EXERCÍCIO CURTO -
Reescreva a parte do texto sobre o filme "Os Enforcados" entre "Pensar o cinema" e "escárnio e o banal.", inclusive, substituindo "comédia de erros" por "comédia de costumes".

Pensar o cinema em seu diálogo com temas socialmente tópicos e relevantes obviamente não é uma obrigação, mas trazer pontos de vista incômodos ou questionadores faz parte da gênese do que é esta forma de arte. O novo filme de Fernando Coimbra, seu reencontro com Leandra Leal 11 anos depois do excelente "O Lobo Atrás da Porta", é neste sentido uma provocação direcionada à classe média cuja história é o mais puro "suco de Brasil", aos moldes shakespearianos que adicionam pitadas excêntricas ao que já seria absurdo na origem. Envolta em uma comédia de erros, no entanto, a acidez da trama vai para lugares inimagináveis, testada conforme as decisões dos personagens protagonistas navegam entre a crítica, o escárnio e o banal.

Todos os elementos centrais da trama de "Os Enforcados" parecem retirados do noticiário brasileiro, um sinal claro da comédia de absurdos que já é a realidade. Na trama, Leandra Leal e Irandhir Santos vivem um casal de classe média, moradores da Barra da Tijuca, no Rio de Janeiro, passando por momentos turbulentos durante a reforma da casa luxuosa em que vivem. Com problemas financeiros, Valério é influenciado pela esposa a assassinar o próprio tio para tomar conta dos negócios da família, que envolvem apostas e jogo do bicho, e assim se reerguer financeiramente. Mas o crime o leva a uma escalada de violência e sangue quando a situação sai do controle e as consequências passam a se tornar mais urgentes, enquanto Regina é tomada por uma paranoia crescente que também afetará o casamento até então estável.

"Os Enforcados" se constrói na relação hiper conectada entre a violência e o deboche praticamente entranhados na sociedade carioca, e Coimbra usa todo o requinte disponível para enfeitar a história com elementos que façam conexão entre o real das notícias e o imaginário da ficção. O diretor, dispondo de artifícios mais complexos do que aqueles que empregou no seu sucesso lançado há mais de uma década, cria uma teia impressionante dos símbolos de poder que causam fascínio na classe média, para culminar em uma história cômica que não está muito interessada em uma crítica que poderia ser encontrada em qualquer textão de rede social. 

Neste sentido, é interessante observar o quanto a construção dos pontos de tensão é eficaz para tirar o espectador do lugar confortável de ver essa história sob uma ótica mais comum. Enquanto Regina se mostra obcecada pela reforma da casa, focada na intenção de morar em um palácio dos sonhos e despreocupada com as consequências, Valério tenta transparecer que tem tudo sob controle, secretamente preocupado com o dinheiro entrando ser cada vez menor. A obsessão despreparada faz com que as decisões de Valério e Regina sejam cada vez piores, e isso escancara que a postura idealizada que tentam transparecer é, de fato, apenas uma fachada.

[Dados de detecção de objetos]
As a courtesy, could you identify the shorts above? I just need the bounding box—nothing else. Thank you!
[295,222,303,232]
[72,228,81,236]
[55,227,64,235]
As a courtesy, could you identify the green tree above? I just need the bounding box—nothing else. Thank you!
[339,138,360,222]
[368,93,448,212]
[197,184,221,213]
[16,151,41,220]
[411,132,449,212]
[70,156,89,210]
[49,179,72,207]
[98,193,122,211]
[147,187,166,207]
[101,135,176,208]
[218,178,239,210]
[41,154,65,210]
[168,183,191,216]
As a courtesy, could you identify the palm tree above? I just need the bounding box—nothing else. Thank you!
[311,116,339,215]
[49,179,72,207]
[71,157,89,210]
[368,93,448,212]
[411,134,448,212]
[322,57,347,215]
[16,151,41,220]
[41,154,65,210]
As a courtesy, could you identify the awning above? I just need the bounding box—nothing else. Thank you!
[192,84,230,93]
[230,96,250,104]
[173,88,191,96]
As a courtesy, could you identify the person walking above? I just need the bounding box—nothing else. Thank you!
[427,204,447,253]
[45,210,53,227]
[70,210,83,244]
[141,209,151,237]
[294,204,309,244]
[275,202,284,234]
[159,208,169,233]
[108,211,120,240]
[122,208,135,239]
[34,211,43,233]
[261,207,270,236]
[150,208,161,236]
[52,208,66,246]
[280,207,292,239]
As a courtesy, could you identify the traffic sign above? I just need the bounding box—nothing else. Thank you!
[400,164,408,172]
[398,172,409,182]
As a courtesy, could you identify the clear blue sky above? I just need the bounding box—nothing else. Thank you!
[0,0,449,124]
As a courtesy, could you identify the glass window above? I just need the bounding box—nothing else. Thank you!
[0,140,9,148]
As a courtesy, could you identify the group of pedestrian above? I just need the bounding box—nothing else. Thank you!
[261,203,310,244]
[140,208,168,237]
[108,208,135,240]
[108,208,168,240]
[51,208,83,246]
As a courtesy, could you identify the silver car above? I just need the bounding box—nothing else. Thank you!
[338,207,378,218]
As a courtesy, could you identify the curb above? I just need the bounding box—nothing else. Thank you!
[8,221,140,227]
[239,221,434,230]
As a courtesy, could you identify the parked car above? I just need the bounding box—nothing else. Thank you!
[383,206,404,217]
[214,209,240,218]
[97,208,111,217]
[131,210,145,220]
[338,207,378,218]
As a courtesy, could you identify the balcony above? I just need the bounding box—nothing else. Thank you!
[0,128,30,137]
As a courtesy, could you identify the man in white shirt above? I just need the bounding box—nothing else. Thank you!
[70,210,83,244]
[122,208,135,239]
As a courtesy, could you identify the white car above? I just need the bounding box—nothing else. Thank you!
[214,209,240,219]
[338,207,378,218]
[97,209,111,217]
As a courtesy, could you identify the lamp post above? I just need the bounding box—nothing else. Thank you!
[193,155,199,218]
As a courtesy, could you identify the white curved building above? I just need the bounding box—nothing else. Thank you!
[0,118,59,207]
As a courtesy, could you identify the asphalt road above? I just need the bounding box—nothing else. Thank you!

RESPOSTA AO EXERCÍCIO -
Pensar o cinema em seu diálogo com temas socialmente tópicos e relevantes obviamente não é uma obrigação, mas trazer pontos de vista incômodos ou questionadores faz parte da gênese do que é esta forma de arte. O novo filme de Fernando Coimbra, seu reencontro com Leandra Leal 11 anos depois do excelente "O Lobo Atrás da Porta", é neste sentido uma provocação direcionada à classe média cuja história é o mais puro "suco de Brasil", aos moldes shakespearianos que adicionam pitadas excêntricas ao que já seria absurdo na origem. Envolta em uma comédia de costumes, no entanto, a acidez da trama vai para lugares inimagináveis, testada conforme as decisões dos personagens protagonistas navegam entre a crítica, o escárnio e o banal.